HOW TO COMPLETE THIS TASK >> The required output is the exact run of lines below that opens at the line with "search: tail feathers" and closes at the line with "search: dark t-shirt".

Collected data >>
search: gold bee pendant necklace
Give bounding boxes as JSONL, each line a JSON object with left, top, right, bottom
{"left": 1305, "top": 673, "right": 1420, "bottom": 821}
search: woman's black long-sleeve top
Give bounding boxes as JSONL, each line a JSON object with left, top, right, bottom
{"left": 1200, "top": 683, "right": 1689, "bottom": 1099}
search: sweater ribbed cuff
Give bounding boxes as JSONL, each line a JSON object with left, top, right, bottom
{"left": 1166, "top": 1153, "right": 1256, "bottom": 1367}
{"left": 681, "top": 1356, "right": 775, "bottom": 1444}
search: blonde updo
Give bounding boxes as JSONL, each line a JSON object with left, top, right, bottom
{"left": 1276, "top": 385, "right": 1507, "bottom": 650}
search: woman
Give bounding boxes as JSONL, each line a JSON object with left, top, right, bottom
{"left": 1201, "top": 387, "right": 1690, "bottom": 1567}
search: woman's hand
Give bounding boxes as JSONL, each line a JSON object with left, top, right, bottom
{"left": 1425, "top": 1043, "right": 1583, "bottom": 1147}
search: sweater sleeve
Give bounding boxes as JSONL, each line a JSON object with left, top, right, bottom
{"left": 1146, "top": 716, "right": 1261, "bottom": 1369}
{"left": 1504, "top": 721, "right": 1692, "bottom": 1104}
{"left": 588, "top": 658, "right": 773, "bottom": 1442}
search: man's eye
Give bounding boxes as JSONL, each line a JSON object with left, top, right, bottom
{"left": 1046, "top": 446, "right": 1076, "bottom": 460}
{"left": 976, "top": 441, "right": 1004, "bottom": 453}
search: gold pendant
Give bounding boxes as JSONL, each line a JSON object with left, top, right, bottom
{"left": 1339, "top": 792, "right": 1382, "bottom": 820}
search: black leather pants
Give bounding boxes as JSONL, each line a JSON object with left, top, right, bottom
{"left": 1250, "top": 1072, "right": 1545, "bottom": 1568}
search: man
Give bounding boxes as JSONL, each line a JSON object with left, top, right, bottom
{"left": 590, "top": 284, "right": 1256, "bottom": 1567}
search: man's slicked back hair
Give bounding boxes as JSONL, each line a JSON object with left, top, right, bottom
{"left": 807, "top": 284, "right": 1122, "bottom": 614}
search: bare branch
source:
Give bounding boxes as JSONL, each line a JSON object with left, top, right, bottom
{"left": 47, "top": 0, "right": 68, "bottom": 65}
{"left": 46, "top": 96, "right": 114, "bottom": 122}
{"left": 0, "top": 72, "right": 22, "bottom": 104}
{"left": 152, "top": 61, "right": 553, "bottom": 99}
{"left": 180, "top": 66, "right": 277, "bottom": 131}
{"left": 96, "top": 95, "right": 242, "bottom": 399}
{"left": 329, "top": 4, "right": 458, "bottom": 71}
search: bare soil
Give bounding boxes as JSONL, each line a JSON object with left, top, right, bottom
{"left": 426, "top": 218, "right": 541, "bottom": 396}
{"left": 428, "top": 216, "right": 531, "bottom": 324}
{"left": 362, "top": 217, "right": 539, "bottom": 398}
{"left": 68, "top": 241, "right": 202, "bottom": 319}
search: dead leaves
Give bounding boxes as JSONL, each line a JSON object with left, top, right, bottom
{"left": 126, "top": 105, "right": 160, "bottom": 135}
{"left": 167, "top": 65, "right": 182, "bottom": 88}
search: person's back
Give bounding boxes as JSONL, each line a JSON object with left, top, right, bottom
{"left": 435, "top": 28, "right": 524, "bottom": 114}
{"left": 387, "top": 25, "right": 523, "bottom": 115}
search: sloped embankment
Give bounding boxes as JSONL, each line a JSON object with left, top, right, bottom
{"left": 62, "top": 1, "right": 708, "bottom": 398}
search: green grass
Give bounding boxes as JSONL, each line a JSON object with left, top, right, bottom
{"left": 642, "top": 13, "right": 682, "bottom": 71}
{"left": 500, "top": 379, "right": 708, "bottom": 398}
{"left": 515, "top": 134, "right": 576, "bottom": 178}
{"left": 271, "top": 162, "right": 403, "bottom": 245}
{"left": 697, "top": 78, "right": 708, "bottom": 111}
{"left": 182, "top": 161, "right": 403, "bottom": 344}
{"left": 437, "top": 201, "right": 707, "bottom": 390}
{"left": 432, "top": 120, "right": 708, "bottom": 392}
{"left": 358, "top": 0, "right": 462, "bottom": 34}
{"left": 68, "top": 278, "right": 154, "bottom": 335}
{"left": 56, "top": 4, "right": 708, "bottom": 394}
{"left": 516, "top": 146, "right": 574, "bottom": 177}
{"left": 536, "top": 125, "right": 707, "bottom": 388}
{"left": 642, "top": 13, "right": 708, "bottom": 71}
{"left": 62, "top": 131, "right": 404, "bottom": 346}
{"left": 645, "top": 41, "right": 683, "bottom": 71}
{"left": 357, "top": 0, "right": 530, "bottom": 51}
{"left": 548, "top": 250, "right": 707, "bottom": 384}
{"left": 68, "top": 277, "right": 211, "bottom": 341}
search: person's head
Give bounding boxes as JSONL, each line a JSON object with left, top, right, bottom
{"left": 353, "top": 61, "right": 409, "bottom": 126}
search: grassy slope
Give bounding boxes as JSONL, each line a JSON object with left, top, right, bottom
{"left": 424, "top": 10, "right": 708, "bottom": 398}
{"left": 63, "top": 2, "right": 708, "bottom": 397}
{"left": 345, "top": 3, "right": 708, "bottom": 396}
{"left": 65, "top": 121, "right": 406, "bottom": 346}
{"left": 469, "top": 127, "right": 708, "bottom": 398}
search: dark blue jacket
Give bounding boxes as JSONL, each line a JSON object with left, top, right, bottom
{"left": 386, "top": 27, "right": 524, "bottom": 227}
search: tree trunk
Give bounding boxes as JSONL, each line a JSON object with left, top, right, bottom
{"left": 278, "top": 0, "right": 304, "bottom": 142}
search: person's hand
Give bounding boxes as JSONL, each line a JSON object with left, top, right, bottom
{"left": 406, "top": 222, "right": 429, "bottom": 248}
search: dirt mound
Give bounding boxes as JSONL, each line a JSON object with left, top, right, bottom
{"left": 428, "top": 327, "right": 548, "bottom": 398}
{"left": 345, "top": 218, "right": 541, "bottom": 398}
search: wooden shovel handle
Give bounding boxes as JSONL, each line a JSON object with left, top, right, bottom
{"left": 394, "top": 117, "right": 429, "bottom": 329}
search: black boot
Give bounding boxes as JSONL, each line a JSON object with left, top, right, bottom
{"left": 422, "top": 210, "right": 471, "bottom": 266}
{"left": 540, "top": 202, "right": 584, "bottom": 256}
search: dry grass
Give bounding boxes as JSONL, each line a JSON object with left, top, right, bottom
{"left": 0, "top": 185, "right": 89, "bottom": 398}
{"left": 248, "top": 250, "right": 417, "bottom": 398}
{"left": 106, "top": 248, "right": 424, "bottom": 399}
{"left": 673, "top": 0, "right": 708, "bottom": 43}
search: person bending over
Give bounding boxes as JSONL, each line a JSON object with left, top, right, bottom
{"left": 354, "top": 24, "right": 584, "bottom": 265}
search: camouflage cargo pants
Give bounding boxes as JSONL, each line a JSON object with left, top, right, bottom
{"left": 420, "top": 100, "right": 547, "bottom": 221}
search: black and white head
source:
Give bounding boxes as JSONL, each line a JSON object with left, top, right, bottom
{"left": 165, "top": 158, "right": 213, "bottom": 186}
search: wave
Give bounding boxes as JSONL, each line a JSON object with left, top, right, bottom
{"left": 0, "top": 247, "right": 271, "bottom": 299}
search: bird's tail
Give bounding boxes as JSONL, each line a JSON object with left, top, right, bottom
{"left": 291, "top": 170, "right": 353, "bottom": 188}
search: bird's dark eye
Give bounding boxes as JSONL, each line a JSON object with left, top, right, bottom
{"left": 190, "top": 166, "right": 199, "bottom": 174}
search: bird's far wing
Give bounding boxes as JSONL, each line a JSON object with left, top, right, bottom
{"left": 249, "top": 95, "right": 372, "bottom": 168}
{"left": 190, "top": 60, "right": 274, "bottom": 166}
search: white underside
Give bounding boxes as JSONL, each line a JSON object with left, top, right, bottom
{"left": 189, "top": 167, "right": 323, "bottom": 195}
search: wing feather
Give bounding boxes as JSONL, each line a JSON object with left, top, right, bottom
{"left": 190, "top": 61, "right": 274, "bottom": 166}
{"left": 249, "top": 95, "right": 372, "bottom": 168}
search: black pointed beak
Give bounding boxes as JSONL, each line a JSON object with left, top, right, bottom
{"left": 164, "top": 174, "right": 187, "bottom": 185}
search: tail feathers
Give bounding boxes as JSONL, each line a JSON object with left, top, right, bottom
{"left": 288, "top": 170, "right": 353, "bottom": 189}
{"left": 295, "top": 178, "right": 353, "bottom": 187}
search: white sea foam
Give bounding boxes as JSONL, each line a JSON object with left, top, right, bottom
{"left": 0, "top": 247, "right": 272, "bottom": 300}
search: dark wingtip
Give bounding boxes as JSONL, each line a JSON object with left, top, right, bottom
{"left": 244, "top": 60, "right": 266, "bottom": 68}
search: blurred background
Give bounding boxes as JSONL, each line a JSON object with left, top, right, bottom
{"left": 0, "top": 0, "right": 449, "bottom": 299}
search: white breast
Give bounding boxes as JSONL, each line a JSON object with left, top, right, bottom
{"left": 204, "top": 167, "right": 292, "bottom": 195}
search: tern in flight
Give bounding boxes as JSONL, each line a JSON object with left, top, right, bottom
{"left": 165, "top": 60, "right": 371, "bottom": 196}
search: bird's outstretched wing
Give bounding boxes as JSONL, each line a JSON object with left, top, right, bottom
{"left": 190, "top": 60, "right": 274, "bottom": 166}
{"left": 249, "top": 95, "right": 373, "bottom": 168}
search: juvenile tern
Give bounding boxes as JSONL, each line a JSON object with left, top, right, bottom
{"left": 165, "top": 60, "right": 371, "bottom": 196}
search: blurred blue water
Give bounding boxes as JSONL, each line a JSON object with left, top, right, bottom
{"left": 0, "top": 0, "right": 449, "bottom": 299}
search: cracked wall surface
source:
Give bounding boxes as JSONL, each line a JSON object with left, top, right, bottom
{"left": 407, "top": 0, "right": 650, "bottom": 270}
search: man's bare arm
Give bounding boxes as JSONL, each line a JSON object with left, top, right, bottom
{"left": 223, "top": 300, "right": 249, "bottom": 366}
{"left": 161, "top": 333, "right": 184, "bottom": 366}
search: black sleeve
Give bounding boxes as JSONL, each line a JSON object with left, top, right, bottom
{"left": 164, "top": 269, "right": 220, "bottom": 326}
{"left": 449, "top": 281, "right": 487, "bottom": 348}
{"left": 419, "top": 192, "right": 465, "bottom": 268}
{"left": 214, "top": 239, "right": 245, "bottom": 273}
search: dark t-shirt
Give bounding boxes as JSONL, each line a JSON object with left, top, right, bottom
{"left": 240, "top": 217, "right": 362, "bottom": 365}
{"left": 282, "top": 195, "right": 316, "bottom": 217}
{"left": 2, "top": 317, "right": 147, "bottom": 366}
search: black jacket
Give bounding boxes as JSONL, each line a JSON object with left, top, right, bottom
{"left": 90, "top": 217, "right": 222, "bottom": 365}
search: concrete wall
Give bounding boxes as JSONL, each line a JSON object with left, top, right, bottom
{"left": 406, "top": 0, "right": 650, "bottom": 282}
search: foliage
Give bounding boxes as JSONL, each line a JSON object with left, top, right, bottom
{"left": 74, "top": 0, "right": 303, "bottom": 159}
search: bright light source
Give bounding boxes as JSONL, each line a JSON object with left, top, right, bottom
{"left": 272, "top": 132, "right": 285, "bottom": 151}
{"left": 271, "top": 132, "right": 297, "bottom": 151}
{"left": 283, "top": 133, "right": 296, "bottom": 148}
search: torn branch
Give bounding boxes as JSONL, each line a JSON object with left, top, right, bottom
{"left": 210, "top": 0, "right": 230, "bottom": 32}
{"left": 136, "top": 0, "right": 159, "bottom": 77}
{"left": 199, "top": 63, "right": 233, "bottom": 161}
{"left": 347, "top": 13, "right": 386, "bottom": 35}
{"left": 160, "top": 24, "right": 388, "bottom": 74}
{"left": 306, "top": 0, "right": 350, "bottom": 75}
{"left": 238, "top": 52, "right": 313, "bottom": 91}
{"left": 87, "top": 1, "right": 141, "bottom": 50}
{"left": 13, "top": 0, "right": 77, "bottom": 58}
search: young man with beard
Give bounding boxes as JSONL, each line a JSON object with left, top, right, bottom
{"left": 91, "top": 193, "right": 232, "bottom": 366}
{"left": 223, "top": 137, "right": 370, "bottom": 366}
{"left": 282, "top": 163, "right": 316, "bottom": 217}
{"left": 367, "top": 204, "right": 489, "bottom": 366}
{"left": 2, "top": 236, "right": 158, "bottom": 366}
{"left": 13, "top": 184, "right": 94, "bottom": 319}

RESPONSE TO THIS TASK >>
search: tail feathers
Give bounding boxes as JSONL, each line a JSON object with left, top, right, bottom
{"left": 288, "top": 170, "right": 353, "bottom": 189}
{"left": 295, "top": 178, "right": 353, "bottom": 187}
search: white sea foam
Give bounding boxes as JSONL, each line a JSON object with left, top, right, bottom
{"left": 0, "top": 247, "right": 272, "bottom": 300}
search: dark wingtip
Give bounding boxes as JSONL, each line a JSON object with left, top, right, bottom
{"left": 244, "top": 60, "right": 266, "bottom": 68}
search: blurred background
Give bounding boxes as JSONL, each line a JSON object with left, top, right, bottom
{"left": 0, "top": 0, "right": 449, "bottom": 299}
search: white breast
Give bounding boxes as JSONL, each line a JSON object with left, top, right, bottom
{"left": 204, "top": 167, "right": 292, "bottom": 195}
search: tern in flight
Give bounding boxes as JSONL, each line a JSON object with left, top, right, bottom
{"left": 165, "top": 60, "right": 371, "bottom": 196}
search: bird's outstretched wing
Give bounding boxes as JSONL, each line a JSON object with left, top, right, bottom
{"left": 190, "top": 60, "right": 274, "bottom": 166}
{"left": 249, "top": 95, "right": 373, "bottom": 168}
search: juvenile tern
Give bounding boxes as JSONL, each line a JSON object with left, top, right, bottom
{"left": 165, "top": 60, "right": 371, "bottom": 196}
search: blurred blue water
Give bounding boxes as JSONL, each line a JSON object with left, top, right, bottom
{"left": 0, "top": 0, "right": 449, "bottom": 299}
search: cracked wall surface
source:
Give bounding boxes as JSONL, each line a JSON object with left, top, right, bottom
{"left": 407, "top": 0, "right": 650, "bottom": 270}
search: man's bare arm
Give bounding boxes as JSONL, each line a JSON object with left, top, right, bottom
{"left": 223, "top": 300, "right": 249, "bottom": 366}
{"left": 161, "top": 333, "right": 184, "bottom": 366}
search: black sleeve
Give bounding boxes as JSONL, each line a JSON object with left, top, right, bottom
{"left": 164, "top": 269, "right": 220, "bottom": 326}
{"left": 449, "top": 281, "right": 487, "bottom": 348}
{"left": 419, "top": 192, "right": 465, "bottom": 268}
{"left": 214, "top": 239, "right": 245, "bottom": 273}
search: dark t-shirt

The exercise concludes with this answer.